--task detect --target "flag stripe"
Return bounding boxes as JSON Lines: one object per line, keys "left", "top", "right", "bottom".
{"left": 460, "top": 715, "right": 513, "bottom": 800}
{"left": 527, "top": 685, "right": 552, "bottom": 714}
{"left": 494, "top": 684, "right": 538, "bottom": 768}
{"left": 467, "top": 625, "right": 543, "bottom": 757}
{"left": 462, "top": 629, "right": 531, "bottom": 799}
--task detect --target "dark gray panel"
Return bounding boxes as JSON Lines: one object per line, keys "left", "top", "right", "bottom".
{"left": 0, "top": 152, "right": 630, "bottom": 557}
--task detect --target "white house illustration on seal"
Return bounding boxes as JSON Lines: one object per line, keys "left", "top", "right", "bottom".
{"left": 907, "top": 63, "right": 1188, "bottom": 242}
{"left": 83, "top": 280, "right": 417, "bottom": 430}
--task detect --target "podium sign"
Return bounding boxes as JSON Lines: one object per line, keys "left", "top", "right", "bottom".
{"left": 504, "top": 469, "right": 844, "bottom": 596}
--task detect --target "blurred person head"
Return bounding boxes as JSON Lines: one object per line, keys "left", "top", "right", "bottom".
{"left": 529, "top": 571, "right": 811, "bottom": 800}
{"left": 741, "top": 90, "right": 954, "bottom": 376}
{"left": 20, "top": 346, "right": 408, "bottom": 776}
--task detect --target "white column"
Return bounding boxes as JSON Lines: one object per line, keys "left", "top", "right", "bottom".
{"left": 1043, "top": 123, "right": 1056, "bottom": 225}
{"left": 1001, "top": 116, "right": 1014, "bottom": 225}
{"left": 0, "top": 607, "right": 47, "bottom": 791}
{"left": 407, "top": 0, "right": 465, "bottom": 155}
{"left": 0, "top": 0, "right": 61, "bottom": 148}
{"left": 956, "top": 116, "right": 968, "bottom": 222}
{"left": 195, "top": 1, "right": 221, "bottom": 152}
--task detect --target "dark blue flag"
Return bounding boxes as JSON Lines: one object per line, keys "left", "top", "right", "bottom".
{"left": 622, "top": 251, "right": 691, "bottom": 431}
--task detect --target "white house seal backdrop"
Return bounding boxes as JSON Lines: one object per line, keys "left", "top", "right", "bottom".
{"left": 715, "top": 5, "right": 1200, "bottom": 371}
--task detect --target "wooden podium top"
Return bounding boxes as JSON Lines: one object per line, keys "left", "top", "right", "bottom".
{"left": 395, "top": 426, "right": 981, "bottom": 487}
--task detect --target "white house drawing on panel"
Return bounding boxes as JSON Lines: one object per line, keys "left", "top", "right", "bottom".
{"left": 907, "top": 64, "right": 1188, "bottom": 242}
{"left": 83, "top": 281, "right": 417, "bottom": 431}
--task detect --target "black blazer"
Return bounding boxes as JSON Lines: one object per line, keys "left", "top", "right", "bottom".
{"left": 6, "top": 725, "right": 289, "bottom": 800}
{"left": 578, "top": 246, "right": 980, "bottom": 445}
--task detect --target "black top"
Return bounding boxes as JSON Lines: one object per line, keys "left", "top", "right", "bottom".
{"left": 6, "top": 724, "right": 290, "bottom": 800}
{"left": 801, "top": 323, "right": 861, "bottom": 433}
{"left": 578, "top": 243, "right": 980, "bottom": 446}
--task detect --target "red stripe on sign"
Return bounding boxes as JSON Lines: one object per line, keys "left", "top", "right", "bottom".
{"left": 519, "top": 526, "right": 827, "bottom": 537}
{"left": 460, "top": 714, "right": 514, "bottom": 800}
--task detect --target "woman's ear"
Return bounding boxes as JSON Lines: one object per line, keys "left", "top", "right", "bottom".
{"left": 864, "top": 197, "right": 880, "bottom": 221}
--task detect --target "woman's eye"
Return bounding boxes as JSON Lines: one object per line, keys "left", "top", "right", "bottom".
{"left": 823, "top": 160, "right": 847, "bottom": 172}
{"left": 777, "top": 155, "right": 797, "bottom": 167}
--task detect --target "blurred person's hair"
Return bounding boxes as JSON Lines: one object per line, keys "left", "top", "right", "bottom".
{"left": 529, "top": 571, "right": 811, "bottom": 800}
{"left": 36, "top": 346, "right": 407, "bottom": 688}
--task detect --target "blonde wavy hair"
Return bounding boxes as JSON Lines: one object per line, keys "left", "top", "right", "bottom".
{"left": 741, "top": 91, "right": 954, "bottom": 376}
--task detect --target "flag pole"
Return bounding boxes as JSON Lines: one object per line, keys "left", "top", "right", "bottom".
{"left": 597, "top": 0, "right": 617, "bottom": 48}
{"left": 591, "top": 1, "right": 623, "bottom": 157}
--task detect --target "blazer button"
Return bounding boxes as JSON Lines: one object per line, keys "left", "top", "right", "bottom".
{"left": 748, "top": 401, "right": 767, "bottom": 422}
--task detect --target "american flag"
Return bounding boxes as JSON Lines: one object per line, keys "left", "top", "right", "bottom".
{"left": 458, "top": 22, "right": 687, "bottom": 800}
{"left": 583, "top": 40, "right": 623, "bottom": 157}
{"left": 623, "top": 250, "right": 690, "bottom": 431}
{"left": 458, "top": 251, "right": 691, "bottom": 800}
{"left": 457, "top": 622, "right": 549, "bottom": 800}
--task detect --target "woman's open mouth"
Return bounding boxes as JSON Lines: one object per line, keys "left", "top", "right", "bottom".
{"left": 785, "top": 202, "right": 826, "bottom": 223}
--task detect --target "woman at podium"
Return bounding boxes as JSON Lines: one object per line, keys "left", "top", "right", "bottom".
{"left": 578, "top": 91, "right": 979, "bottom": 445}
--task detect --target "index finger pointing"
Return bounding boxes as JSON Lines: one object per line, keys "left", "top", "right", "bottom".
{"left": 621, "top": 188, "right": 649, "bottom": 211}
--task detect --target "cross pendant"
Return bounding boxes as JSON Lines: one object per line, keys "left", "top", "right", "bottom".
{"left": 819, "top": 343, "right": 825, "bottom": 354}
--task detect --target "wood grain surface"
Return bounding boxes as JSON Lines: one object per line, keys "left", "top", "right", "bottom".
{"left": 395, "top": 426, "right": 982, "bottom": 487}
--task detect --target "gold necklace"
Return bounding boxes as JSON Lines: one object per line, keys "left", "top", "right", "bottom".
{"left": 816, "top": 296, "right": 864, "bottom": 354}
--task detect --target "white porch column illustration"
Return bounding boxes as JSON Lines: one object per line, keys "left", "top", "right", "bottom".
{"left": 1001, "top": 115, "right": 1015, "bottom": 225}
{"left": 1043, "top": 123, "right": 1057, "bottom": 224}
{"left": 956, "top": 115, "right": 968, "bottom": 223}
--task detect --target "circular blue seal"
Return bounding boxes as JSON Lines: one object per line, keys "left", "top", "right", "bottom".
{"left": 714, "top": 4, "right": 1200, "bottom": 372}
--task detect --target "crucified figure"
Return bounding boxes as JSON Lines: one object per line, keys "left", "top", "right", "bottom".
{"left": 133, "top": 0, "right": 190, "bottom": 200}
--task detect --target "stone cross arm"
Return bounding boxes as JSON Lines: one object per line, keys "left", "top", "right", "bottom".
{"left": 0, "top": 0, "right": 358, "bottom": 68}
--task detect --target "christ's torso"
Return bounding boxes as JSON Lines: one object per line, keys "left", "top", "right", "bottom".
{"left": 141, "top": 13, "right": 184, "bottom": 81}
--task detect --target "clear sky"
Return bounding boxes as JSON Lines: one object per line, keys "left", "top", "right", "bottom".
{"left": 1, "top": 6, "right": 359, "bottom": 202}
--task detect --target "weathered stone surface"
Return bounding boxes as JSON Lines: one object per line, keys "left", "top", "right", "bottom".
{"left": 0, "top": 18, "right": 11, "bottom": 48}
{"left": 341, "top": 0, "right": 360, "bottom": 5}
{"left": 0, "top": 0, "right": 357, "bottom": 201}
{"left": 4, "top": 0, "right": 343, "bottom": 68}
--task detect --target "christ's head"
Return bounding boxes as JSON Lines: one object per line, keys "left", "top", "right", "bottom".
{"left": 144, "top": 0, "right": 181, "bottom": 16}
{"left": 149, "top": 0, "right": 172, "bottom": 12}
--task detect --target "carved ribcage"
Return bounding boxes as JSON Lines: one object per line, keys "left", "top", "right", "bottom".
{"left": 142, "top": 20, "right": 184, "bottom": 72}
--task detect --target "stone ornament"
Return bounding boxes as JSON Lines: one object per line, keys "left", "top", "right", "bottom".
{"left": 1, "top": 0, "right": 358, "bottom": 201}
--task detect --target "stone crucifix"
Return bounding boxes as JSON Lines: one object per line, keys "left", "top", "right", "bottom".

TASK GOAL |
Show all lines of the material in which the word "stone" can be found.

REPLY TO THE TASK |
--task detect --target "stone cross arm"
--task detect --target "weathered stone surface"
--task detect --target "stone ornament"
--task detect --target "stone crucifix"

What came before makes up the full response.